_DIRECTIVE_
Tally the lines in the items below that contain the string "target". Reply with the number only.

Dataset entries:
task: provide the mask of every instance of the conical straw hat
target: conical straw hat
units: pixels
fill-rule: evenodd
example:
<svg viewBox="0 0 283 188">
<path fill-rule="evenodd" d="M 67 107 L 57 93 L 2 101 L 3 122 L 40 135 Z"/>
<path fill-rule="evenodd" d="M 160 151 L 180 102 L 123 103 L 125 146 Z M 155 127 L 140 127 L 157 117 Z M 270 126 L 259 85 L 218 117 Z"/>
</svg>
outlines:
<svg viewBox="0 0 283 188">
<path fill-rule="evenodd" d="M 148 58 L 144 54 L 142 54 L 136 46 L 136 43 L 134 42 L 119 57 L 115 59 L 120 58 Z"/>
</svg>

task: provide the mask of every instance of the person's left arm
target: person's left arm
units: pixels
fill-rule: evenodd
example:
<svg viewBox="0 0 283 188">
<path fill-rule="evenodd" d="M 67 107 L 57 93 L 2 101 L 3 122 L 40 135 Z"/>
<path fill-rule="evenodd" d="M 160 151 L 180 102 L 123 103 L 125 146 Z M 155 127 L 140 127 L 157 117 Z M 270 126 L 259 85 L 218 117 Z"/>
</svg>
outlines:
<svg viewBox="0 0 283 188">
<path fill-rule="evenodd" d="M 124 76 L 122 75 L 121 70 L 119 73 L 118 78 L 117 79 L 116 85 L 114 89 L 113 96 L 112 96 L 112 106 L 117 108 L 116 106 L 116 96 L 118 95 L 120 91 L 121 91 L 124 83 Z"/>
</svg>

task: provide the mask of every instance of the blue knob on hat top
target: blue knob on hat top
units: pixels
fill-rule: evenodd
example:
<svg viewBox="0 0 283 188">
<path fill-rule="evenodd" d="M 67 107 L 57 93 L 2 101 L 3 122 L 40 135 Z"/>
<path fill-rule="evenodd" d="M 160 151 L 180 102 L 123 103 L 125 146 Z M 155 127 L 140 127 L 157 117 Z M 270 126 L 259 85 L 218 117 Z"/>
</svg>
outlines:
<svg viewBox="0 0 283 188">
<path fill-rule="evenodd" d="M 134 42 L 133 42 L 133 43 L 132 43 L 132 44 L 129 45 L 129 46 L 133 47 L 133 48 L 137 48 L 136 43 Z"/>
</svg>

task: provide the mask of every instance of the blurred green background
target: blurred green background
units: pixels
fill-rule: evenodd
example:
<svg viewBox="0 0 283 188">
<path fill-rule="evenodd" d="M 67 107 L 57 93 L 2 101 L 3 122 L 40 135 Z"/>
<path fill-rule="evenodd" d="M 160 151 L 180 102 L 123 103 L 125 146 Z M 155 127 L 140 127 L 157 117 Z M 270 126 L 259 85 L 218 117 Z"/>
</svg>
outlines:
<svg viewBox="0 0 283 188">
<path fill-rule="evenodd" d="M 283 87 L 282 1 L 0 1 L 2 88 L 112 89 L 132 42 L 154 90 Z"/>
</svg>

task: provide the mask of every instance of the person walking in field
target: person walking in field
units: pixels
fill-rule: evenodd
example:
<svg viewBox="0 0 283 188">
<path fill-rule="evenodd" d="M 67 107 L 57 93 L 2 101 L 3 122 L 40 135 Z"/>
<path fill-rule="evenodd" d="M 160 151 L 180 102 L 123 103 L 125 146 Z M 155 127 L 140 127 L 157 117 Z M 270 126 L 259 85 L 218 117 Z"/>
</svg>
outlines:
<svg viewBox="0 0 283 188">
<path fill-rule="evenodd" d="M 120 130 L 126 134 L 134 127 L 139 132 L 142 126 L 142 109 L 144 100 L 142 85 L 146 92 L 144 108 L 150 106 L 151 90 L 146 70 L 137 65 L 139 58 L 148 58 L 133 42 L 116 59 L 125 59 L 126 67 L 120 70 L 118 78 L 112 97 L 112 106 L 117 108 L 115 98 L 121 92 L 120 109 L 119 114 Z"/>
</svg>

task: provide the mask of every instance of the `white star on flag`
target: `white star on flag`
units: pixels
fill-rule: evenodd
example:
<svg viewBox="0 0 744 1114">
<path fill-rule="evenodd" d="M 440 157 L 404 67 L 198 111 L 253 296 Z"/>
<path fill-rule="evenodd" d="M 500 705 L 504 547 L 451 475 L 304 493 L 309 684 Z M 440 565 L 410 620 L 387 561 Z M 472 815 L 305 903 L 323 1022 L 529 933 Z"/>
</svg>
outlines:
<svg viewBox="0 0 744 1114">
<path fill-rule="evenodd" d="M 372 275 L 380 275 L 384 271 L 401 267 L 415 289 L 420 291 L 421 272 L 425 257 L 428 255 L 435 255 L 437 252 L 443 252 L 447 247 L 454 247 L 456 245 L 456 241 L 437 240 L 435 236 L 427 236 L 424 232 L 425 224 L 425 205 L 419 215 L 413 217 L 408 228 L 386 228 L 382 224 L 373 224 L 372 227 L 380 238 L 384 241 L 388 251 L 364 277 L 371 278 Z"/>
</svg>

_SOLUTION FOR THIS TASK_
6